**Data for processing**
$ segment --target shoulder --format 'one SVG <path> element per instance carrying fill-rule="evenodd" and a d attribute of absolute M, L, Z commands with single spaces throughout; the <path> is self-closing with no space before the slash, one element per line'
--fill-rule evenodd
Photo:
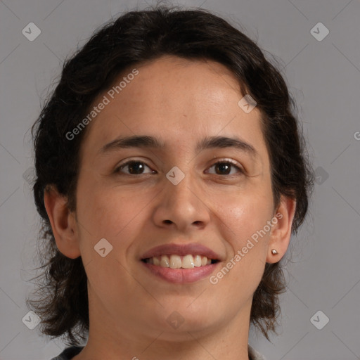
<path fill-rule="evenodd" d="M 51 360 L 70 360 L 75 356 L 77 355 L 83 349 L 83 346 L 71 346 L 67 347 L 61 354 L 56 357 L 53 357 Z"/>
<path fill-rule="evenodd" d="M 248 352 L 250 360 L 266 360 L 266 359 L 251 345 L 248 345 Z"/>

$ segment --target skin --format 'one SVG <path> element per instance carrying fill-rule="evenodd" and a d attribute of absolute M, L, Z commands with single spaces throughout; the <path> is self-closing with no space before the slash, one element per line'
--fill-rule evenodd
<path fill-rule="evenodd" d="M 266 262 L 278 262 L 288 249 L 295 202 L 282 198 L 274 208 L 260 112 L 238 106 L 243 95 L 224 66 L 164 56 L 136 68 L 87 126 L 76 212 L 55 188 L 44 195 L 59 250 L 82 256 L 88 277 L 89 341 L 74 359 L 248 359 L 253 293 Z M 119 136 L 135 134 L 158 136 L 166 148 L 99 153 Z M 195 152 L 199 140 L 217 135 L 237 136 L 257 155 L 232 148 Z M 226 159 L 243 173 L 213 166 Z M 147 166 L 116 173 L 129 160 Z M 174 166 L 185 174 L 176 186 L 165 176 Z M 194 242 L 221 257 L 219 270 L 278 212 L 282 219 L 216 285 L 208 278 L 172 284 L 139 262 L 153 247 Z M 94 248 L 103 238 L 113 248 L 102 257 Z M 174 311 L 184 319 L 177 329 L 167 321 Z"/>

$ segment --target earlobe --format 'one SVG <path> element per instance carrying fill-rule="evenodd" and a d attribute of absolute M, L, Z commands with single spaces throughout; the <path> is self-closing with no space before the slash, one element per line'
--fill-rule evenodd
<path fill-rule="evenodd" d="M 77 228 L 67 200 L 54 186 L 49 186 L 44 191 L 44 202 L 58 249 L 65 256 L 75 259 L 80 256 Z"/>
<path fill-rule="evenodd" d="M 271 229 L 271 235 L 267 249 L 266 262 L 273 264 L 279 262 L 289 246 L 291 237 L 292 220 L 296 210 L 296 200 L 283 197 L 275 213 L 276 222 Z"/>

* * *

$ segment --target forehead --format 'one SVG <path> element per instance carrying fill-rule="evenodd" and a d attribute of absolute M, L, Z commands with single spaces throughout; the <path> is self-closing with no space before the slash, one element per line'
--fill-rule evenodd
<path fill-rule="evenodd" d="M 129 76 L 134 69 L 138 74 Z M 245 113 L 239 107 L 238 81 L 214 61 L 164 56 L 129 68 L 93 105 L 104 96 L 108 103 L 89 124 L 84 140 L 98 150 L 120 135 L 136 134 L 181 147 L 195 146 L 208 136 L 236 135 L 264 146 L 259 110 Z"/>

**Problem to work on**
Collect every line of the records above that contains the word "throughout", and copy each of those lines in full.

**Written reply**
$ segment --target shoulder --format 'one SVG <path> element per instance carrying fill-rule="evenodd" and a d attribute of absolute M, L, Z commands with single spaces throughout; the <path> is self-closing with no space before the slash, one element per line'
$ segment --target skin --format 'one SVG <path> element per instance carrying fill-rule="evenodd" and a d attribute of absolute M, L, Z commands with single spaces throughout; the <path> is self-closing with no space before the slash, one element per line'
$ segment --target earlobe --format 'one SVG <path> element per instance carrying fill-rule="evenodd" and a d attribute of absolute M, L, Z commands with single spaces throughout; the <path> is self-closing with no space before the slash, one element per line'
$ segment --target forehead --format 'one SVG <path> element per instance carrying fill-rule="evenodd" and a d attribute of absolute M, L, Z commands with single spaces throughout; the <path> is self-closing with no space before the slash, one element per line'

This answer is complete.